No texto sobre futebol e política, qual técnico caiu na confusão provocada pela interferência de Médici na seleção?

■ Texto selecionado ■

************

Entrevista:O Estado inteligente

sexta-feira, junho 02, 2006

Luiz Garcia - Bola e voto





O Globo
2/6/2006

Em 1970 e 1974, muita gente boa perdeu sono com um dilema: torcer ou não pela seleção brasileira. Não torcer — porque a vitória poderia ser explorada como um êxito do regime militar? Ou torcer: uma coisa nada tinha a ver com a outra, e o povo (intelectuais de esquerda inclusive) merecia essa alegria?

A vitória no México foi fartamente explorada por Brasília. E o presidente Médici correu o risco de ser responsabilizado, mesmo que ninguém se metesse a besta de fazê-lo abertamente, em caso de derrota. Mas, se tivéssemos perdido, ele com certeza mereceria o castigo: meteu o bedelho na seleção abertamente — com um empenho que beirou o ridículo.

Na confusão, caiu o técnico João Saldanha (que tinha o duplo defeito de ser inteligente e de esquerda) e foi convocado um jogador (Dario "Peito de Aço"), que não chegou a jogar.

A foto de Médici comemorando um gol com o radinho de pilha colado no ouvido foi usada e abusada. Mas, no fim das contas, ninguém aferiu se o regime militar se beneficiou ou não com a vitória (nem se perdeu pontos com a derrota em 1974): ainda está para ser inventada alguma maneira de medir, com honestidade e eficiência, a popularidade de um regime de exceção.

Em tempos de democracia, já desde 1950 políticos espertos não se arriscam a tentar a ganhar prestígio e votos nessa roleta russa. Naquele ano, quando a vitória parecia certa depois das goleadas arrasadoras na Suécia e na Espanha, a politicagem comeu solta no Maracanã. Teve gente que literalmente se enrolou na bandeira nacional para fazer discursos patrióticos no vestiário, antes do jogo contra o Uruguai.

Deu no que deu. Mas não há estudos mostrando se o espetáculo bizarro de demagogia foi castigado depois pelo voto popular. Pode ser até que não.

Lembro-me da saída do estádio naquele 16 de julho. Os torcedores não mostravam indignação: estavam literalmente em estado de choque.

************

[Registros do conjunto de dados]
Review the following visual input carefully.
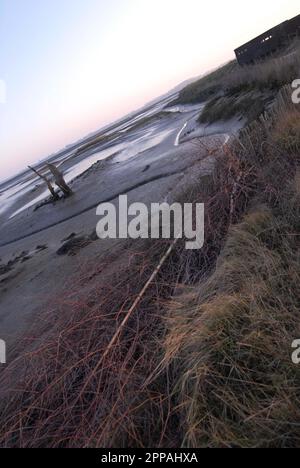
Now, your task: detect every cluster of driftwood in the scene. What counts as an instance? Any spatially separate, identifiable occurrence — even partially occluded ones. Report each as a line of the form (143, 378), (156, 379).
(28, 164), (73, 200)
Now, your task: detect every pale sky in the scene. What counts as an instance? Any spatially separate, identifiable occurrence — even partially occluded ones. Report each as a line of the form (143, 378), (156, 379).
(0, 0), (300, 180)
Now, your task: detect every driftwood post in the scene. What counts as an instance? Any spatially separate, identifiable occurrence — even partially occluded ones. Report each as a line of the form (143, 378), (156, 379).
(47, 164), (73, 197)
(28, 166), (58, 200)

************

■ Sua resposta ■
João Saldanha.